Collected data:
Begin
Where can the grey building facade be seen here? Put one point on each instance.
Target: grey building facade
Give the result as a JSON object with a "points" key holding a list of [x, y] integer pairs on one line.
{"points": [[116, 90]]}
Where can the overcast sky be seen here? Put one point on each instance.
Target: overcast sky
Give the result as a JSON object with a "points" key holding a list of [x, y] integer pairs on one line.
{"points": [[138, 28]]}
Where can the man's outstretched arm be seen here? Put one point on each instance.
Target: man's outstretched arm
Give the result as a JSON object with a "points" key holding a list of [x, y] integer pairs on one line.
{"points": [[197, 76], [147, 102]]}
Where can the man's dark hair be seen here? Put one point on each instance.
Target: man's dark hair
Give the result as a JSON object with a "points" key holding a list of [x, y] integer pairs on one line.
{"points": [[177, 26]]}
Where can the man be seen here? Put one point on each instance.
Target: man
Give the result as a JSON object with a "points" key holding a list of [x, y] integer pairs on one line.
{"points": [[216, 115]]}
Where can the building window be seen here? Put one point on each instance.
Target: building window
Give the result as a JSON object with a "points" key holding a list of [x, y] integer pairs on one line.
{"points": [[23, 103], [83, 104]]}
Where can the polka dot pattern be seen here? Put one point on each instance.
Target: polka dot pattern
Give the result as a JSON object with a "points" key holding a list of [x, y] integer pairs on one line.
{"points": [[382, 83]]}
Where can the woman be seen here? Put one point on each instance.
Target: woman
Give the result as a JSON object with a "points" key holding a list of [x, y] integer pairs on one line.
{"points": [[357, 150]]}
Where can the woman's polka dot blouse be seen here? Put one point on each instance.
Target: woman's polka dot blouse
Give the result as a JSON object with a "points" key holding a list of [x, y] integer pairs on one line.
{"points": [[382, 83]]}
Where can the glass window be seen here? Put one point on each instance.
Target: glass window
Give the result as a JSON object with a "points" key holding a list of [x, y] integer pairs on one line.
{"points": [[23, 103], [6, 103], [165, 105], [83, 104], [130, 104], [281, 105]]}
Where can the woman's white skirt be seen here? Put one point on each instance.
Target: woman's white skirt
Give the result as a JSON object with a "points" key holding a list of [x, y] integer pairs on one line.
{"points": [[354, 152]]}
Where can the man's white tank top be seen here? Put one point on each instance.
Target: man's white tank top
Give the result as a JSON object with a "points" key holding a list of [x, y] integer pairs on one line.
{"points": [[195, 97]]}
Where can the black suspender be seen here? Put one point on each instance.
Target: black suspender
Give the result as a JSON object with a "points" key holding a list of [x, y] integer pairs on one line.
End
▶ WHAT IS BEING ASKED: The listing above must be transcribed exactly, line by line.

▶ ANSWER FOR THE TASK:
Where can the grey building facade be seen here? Put one point on each instance.
Target: grey building facade
Give the result as a JSON object with a "points" key holding a list of [x, y] integer pairs on one line.
{"points": [[116, 90]]}
Where can the overcast sky be seen here? Put one point on each instance.
Target: overcast sky
Give the result as a JSON object with a "points" key holding a list of [x, y] integer pairs on one line.
{"points": [[138, 28]]}
Where can the man's outstretched arm be seen here? Put one point on each instance.
Target: man's outstretched arm
Give the result as a JSON object with a "points" key holding a list of [x, y] integer pairs on one line.
{"points": [[197, 76], [147, 102]]}
Where can the man's dark hair be seen here? Put one point on each instance.
Target: man's dark hair
Give the result as a JSON object with a "points" key holding a list of [x, y] integer pairs on one line.
{"points": [[177, 26]]}
Where can the man be seen here? Put one point on each instance.
Target: man
Give the result as a JSON object with a "points" key holding a list of [x, y] integer pairs on one line.
{"points": [[216, 115]]}
Where can the building window be seen here? Put one point on each instance.
Target: building window
Give the result as a JSON object with a "points" key holding a list of [x, y] integer pairs on one line.
{"points": [[23, 103], [83, 104]]}
Where can the polka dot pattern be seen here? Put one point on each instance.
Target: polka dot pattern
Give the result as a JSON object with a "points" key holding a list of [x, y] integer pairs on one line.
{"points": [[382, 83]]}
Where can the woman be seen here? Put one point on each instance.
Target: woman
Give the result as a JSON object with a "points" key holding a list of [x, y] integer pairs on one line.
{"points": [[357, 150]]}
Where can the woman's polka dot blouse be seen here? Put one point on each instance.
Target: woman's polka dot blouse
Give the result as a JSON object with a "points" key holding a list of [x, y] integer pairs on one line.
{"points": [[382, 83]]}
Where can the glass window be seen here? Put one point on each instance.
Target: glass window
Give the result as a JSON object with a "points" key holding a list of [x, y] integer pairs on one line.
{"points": [[23, 103], [6, 103], [165, 105], [83, 104], [130, 104], [281, 105]]}
Where can the woman's white skirt be seen here? Put one point on each instance.
Target: woman's white skirt
Give the result as a JSON object with a "points" key holding a list of [x, y] integer pairs on one line.
{"points": [[354, 152]]}
Where can the man's white tank top be seen here? Put one point on each instance.
Target: man's white tank top
Give the result as a JSON object with a "points" key holding a list of [x, y] integer pairs on one line.
{"points": [[195, 97]]}
Where can the black suspender be seen here? Put one point on each instance.
Target: black suspender
Give the result as a JSON object with a "points" key holding a list of [x, y] integer pairs on one line.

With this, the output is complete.